** START OF Given information **

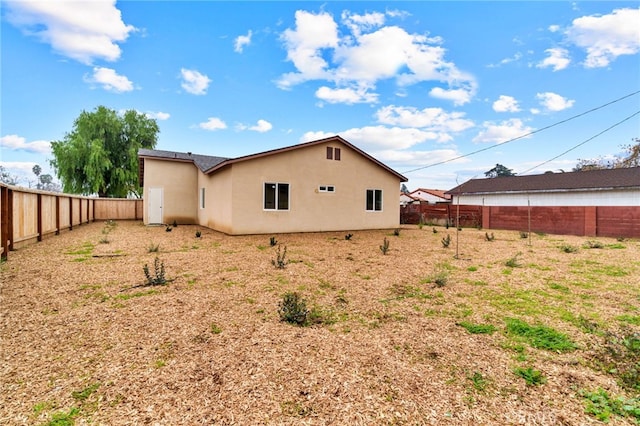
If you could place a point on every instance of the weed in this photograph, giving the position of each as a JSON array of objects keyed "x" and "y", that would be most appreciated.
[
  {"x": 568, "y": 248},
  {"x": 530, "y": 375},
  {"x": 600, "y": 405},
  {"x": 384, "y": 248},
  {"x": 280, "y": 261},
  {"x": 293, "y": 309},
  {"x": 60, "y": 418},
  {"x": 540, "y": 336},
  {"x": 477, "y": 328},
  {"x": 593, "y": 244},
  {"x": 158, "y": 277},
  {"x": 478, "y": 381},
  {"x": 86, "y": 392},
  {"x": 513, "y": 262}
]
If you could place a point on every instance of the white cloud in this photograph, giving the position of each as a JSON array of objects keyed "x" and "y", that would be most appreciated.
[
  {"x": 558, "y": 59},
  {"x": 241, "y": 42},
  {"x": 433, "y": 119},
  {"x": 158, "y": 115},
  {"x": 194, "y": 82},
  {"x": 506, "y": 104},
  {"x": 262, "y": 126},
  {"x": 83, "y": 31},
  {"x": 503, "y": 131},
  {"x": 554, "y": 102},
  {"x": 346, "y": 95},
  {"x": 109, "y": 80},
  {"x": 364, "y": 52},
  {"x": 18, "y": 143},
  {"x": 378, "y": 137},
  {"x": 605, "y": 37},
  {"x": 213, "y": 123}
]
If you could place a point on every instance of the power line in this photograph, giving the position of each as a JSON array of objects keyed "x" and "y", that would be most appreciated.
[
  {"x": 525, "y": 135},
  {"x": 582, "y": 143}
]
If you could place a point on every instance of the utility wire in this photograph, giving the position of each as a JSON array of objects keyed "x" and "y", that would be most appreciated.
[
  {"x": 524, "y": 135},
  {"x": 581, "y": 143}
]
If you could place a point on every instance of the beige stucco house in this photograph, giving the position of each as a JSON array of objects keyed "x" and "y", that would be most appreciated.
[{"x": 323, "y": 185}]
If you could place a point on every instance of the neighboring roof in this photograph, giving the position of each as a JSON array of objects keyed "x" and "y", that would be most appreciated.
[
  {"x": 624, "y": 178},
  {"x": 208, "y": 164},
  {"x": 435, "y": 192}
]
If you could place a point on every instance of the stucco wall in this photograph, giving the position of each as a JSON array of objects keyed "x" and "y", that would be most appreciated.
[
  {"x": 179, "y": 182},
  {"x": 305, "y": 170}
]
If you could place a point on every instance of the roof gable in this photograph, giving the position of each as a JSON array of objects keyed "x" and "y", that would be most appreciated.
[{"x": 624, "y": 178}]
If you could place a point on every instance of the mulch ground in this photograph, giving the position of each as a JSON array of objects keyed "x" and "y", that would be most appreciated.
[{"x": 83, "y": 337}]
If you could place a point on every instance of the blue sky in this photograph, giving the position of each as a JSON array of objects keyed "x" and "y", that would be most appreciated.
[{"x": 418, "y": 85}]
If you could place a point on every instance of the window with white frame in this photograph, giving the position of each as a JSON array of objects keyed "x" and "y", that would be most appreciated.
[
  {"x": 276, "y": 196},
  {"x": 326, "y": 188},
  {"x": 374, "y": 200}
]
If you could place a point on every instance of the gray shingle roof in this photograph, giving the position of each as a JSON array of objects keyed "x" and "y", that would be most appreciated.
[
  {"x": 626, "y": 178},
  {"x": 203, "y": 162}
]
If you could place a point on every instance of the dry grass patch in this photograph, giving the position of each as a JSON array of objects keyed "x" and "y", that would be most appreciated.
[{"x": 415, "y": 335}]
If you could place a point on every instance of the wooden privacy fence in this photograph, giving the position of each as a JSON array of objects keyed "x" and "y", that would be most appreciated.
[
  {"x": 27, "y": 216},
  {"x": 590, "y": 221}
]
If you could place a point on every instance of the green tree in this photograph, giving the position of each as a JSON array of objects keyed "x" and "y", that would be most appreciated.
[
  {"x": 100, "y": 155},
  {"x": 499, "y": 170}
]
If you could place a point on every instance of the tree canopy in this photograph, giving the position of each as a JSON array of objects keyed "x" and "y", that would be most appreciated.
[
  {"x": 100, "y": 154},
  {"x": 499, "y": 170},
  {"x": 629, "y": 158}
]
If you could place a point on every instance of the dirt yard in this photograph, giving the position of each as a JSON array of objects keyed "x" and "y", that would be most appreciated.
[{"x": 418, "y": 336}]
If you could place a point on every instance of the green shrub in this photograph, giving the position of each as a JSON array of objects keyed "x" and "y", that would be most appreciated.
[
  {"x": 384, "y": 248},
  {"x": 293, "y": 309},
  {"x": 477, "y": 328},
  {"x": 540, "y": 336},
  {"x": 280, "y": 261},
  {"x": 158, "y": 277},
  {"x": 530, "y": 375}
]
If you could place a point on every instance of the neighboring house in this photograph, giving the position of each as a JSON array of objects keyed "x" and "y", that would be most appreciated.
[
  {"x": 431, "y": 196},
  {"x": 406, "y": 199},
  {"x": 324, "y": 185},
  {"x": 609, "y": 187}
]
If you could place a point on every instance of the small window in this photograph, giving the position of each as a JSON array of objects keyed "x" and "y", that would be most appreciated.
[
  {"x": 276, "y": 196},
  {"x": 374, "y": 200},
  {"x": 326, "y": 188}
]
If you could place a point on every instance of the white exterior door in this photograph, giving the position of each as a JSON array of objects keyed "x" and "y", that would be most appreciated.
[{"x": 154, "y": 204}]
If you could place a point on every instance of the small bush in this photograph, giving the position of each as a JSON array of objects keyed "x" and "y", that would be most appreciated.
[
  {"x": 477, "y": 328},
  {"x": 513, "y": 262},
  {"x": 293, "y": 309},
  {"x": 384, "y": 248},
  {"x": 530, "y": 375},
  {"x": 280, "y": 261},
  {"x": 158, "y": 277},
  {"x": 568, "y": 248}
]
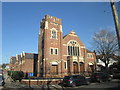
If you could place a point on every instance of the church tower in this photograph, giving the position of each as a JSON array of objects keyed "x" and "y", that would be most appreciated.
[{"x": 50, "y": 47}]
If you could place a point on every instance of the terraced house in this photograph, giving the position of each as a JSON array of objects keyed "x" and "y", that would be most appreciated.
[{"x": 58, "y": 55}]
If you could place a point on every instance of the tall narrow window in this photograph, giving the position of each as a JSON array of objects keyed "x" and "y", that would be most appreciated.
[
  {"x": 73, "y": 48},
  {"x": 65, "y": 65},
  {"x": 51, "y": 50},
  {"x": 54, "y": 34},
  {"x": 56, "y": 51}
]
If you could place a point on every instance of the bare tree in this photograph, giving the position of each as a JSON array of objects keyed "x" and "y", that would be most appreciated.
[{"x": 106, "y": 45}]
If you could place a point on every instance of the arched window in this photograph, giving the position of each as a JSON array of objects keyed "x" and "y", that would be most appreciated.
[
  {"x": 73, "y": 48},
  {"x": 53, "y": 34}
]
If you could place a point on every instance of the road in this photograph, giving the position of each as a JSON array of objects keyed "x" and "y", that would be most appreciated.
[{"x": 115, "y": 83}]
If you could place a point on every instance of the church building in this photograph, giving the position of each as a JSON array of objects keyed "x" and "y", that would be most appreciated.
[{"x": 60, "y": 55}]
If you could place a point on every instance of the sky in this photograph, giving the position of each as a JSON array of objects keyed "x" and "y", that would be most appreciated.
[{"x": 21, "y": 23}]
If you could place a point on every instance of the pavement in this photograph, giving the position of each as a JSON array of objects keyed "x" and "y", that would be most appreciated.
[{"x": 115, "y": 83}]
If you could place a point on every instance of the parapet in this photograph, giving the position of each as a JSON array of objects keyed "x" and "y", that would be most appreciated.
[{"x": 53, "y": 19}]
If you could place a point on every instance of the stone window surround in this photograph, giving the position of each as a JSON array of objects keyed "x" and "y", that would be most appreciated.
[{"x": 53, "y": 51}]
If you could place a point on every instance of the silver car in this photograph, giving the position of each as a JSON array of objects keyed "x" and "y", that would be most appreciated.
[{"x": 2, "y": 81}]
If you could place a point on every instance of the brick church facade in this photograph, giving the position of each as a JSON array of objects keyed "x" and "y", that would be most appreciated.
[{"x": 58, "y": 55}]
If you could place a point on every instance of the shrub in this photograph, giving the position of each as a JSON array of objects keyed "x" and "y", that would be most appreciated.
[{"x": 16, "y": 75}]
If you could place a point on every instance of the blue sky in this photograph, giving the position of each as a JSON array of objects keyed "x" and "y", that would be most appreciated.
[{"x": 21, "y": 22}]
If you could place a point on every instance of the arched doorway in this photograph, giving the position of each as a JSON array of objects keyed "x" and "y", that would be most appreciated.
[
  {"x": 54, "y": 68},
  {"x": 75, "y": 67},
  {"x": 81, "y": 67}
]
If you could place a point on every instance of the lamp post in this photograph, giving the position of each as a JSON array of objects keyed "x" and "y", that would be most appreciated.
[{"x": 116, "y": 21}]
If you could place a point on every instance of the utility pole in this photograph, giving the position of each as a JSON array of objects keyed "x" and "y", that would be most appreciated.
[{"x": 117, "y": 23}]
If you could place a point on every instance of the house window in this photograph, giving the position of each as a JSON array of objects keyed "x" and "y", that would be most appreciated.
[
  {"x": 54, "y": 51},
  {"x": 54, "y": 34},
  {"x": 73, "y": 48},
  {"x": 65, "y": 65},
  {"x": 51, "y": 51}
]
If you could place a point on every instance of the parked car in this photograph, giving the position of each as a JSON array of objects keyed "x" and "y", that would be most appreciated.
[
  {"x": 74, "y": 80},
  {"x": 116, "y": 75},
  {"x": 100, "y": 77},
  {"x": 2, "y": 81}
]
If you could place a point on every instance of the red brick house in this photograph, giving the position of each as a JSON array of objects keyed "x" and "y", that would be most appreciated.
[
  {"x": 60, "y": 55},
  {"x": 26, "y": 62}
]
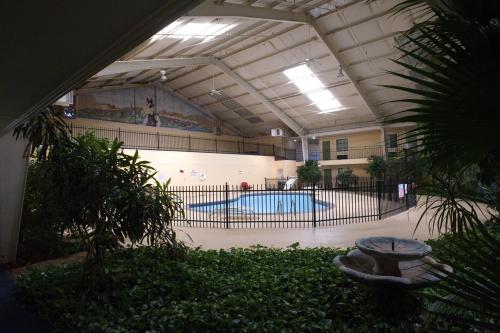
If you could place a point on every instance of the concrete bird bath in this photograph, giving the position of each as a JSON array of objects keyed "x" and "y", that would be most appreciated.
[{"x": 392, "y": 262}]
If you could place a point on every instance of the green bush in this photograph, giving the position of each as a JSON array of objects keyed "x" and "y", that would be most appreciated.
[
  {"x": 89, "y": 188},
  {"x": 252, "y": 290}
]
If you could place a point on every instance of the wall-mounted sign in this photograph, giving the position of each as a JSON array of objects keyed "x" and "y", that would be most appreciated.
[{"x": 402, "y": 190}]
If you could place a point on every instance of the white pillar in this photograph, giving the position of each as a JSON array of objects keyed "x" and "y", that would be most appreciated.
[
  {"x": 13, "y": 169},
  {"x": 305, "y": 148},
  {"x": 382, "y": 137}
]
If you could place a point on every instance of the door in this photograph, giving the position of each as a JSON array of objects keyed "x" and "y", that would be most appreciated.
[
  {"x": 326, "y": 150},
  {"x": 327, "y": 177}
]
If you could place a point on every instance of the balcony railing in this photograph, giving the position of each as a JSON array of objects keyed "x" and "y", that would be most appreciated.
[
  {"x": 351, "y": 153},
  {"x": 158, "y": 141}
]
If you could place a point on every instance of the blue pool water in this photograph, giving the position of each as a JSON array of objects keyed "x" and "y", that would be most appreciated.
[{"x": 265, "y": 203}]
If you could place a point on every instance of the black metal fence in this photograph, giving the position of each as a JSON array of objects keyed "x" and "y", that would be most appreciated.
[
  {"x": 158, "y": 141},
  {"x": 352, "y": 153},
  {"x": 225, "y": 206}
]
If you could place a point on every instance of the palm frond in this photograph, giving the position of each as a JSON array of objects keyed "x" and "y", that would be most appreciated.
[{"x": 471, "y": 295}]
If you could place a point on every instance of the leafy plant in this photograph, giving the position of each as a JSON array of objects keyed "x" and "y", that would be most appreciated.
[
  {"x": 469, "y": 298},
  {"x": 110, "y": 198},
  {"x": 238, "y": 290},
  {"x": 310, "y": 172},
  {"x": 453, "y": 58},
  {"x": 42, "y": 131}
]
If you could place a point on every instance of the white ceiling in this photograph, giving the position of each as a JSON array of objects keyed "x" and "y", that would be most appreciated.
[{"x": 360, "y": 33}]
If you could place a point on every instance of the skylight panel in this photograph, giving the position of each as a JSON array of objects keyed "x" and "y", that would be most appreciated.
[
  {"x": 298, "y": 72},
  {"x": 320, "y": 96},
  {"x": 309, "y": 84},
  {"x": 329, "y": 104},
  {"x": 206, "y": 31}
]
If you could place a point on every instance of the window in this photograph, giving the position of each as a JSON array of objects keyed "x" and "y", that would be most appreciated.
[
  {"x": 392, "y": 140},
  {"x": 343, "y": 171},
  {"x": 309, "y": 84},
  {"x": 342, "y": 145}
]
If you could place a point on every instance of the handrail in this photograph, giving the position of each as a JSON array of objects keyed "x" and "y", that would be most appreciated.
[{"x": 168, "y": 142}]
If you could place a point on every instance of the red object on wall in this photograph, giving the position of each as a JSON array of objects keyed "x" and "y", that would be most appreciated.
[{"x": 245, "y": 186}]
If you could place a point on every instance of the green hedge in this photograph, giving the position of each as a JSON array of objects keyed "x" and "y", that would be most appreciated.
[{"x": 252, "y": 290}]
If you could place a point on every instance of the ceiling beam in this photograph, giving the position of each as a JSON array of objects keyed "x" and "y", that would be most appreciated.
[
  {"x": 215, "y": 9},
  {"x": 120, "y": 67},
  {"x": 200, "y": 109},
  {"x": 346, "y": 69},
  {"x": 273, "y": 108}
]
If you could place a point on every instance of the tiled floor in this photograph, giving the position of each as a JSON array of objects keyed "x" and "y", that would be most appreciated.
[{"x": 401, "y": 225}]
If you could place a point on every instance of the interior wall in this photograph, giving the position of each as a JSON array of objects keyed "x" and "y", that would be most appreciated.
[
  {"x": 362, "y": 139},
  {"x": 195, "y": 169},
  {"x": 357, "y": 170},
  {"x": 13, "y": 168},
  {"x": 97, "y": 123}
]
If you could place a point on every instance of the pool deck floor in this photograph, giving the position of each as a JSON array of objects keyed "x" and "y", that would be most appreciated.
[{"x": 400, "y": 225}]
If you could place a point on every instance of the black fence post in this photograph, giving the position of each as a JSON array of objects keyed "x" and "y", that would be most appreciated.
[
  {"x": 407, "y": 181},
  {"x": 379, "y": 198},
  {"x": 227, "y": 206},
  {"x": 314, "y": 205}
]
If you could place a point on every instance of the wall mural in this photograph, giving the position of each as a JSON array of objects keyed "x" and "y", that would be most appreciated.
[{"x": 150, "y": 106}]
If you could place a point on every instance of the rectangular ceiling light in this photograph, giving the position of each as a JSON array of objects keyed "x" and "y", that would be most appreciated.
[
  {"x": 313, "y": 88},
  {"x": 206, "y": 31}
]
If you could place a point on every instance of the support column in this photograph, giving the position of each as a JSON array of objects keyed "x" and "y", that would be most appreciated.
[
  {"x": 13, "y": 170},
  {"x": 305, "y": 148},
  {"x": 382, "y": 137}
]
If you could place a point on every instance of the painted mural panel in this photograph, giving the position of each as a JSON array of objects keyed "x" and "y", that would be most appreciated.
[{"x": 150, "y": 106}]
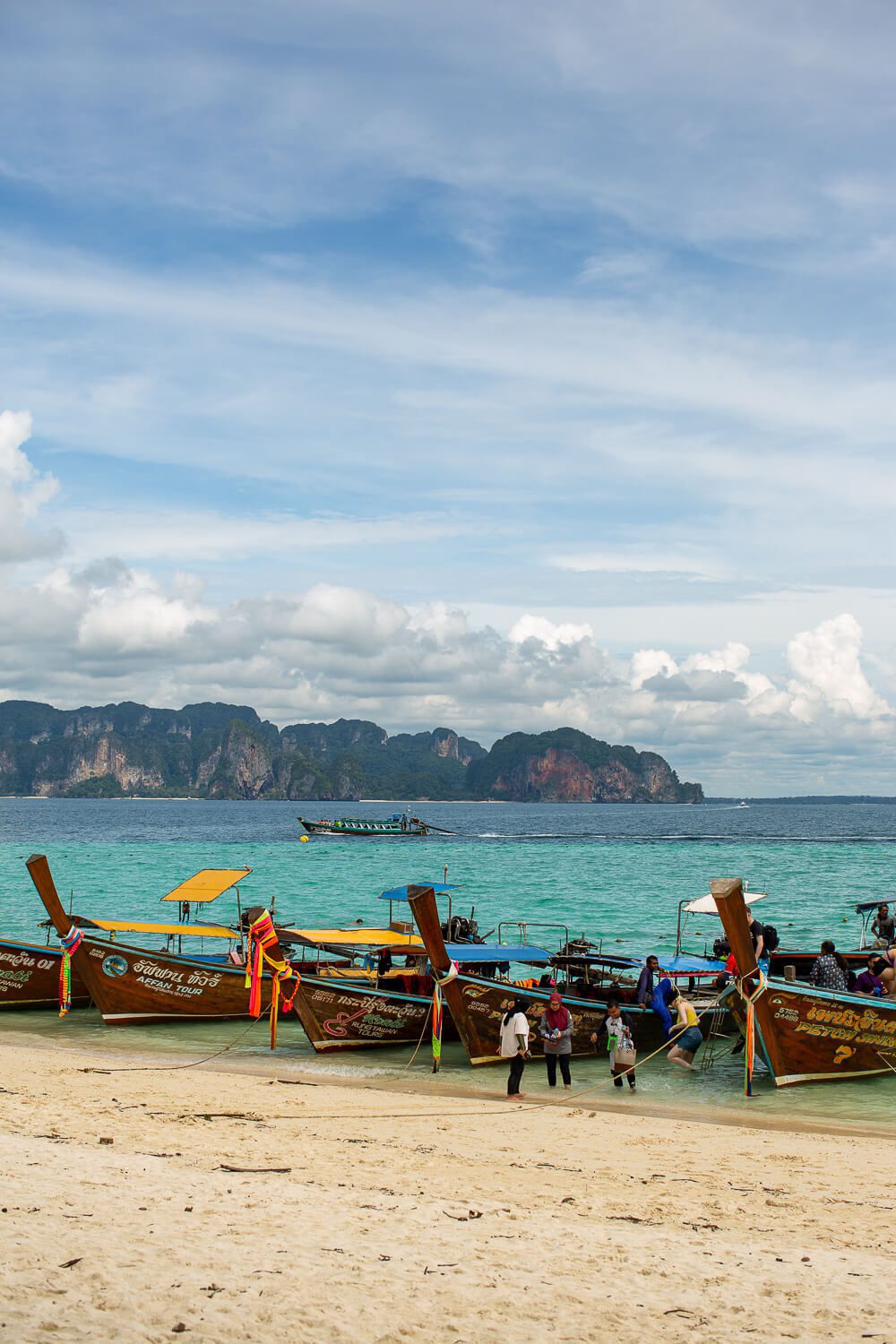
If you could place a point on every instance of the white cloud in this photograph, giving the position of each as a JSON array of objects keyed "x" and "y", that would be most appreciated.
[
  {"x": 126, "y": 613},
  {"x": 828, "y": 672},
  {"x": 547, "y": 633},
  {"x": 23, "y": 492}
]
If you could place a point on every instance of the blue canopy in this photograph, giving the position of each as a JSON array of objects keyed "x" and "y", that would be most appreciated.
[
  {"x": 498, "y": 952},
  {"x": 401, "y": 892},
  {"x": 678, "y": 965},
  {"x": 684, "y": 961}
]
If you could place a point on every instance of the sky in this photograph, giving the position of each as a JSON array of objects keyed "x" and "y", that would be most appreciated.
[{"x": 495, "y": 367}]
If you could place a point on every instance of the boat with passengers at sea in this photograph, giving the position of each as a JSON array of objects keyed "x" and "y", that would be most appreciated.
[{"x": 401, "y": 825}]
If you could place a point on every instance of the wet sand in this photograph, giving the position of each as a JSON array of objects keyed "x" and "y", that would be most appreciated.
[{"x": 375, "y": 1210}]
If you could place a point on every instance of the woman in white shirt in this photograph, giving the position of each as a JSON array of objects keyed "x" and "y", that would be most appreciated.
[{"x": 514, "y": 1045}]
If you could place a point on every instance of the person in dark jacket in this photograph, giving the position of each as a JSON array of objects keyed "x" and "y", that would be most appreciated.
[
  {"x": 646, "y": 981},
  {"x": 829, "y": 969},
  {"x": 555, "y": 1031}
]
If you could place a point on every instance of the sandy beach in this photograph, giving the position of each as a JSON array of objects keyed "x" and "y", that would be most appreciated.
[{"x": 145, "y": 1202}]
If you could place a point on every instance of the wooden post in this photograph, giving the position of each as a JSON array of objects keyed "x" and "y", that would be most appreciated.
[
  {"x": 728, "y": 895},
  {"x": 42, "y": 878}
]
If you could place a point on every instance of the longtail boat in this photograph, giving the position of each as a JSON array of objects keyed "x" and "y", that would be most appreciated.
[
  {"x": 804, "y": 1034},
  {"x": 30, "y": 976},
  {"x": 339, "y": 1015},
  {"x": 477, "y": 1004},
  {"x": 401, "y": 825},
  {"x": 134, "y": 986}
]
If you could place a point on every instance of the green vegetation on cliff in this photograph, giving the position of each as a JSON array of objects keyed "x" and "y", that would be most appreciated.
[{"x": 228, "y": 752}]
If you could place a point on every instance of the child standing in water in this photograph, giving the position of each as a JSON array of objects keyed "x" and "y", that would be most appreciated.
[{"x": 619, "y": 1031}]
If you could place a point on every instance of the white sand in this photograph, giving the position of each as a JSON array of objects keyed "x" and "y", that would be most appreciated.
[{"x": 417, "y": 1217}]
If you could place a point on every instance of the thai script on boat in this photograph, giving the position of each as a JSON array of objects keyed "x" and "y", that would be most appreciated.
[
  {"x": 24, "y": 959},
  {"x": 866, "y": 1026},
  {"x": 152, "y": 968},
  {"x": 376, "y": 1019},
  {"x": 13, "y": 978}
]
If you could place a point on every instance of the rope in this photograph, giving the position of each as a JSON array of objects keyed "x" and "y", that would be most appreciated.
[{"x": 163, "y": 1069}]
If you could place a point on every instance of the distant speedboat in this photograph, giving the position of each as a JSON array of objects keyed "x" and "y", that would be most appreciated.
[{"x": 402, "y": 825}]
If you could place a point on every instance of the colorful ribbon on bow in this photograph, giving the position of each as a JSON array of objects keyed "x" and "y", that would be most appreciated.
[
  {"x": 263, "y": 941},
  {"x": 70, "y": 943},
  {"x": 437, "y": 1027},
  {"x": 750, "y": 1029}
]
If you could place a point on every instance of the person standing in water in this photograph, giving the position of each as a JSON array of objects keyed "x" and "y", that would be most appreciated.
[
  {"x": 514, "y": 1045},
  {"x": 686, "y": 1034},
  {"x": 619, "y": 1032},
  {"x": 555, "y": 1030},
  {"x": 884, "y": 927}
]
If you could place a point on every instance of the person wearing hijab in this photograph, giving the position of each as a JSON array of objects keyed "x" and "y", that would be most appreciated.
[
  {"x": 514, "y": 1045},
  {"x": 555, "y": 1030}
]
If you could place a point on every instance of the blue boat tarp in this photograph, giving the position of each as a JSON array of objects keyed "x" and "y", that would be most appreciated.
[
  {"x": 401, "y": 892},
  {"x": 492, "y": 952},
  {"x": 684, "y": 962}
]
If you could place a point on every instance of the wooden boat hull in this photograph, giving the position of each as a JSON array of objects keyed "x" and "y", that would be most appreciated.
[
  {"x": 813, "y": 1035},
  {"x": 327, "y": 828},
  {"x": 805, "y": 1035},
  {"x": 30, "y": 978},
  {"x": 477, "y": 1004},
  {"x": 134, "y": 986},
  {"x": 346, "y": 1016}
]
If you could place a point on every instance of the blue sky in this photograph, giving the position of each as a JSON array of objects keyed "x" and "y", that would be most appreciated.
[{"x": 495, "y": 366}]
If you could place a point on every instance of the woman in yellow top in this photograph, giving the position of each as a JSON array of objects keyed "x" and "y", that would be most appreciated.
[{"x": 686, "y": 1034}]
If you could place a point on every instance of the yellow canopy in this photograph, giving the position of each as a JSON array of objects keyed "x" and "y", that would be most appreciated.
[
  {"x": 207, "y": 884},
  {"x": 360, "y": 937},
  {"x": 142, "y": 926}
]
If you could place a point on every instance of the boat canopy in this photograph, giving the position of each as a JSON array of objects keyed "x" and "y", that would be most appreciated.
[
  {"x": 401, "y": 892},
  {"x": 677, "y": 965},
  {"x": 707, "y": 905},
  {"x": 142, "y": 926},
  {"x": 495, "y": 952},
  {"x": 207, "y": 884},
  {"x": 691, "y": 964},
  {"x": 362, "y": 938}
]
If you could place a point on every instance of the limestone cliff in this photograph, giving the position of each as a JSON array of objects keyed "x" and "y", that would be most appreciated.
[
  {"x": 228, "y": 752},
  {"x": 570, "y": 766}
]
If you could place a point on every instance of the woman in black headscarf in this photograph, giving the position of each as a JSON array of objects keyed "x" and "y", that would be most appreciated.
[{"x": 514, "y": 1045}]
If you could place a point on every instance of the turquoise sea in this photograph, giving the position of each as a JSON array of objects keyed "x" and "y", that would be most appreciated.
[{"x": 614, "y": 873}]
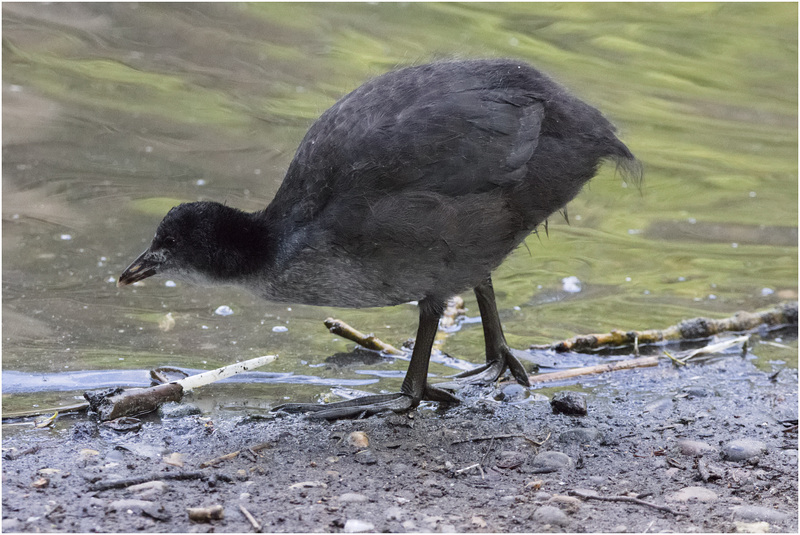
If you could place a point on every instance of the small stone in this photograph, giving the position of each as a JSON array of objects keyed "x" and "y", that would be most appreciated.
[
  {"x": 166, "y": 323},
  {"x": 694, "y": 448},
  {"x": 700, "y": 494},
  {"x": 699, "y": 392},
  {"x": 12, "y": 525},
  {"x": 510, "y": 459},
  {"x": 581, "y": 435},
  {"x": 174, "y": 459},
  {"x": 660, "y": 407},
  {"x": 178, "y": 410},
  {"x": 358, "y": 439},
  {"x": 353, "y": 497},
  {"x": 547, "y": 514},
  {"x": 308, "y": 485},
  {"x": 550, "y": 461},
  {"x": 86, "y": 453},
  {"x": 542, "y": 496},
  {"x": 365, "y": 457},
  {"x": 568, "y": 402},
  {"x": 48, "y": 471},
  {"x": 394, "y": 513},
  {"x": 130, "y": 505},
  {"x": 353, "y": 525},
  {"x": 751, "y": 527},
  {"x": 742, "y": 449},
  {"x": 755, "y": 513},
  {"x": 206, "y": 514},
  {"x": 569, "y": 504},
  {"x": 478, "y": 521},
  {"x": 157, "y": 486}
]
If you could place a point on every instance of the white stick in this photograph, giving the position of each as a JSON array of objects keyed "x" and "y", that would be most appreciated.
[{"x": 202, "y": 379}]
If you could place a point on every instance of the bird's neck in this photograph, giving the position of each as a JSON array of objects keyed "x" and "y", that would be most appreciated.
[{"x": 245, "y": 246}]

** END OF Given information **

Extract every line from the one containing "the small stone" through the last line of the data, inclusive, exactly as written.

If you could place a point on every instance of the small stone in this photograph, giving the position of each as a JSON array of objects keyed "x" and "y", that would be most appreciated.
[
  {"x": 166, "y": 323},
  {"x": 694, "y": 448},
  {"x": 700, "y": 494},
  {"x": 699, "y": 392},
  {"x": 12, "y": 525},
  {"x": 510, "y": 459},
  {"x": 581, "y": 435},
  {"x": 174, "y": 459},
  {"x": 660, "y": 407},
  {"x": 178, "y": 410},
  {"x": 358, "y": 439},
  {"x": 353, "y": 497},
  {"x": 547, "y": 514},
  {"x": 308, "y": 485},
  {"x": 550, "y": 461},
  {"x": 86, "y": 453},
  {"x": 542, "y": 496},
  {"x": 365, "y": 457},
  {"x": 568, "y": 402},
  {"x": 48, "y": 471},
  {"x": 394, "y": 513},
  {"x": 130, "y": 505},
  {"x": 353, "y": 525},
  {"x": 751, "y": 527},
  {"x": 742, "y": 449},
  {"x": 755, "y": 513},
  {"x": 206, "y": 514},
  {"x": 569, "y": 504},
  {"x": 478, "y": 521},
  {"x": 157, "y": 486}
]
If you could place a point on every instance of the white stick in this photograph, giving the position of each as a JSON array of objects keyed "x" and "y", that would be most appreciated.
[{"x": 202, "y": 379}]
If you could place a point on every instance of the bird's neck in this photograph, giving the position of each as a JSON array of objects keyed "x" and "y", that would be most appreciated.
[{"x": 245, "y": 246}]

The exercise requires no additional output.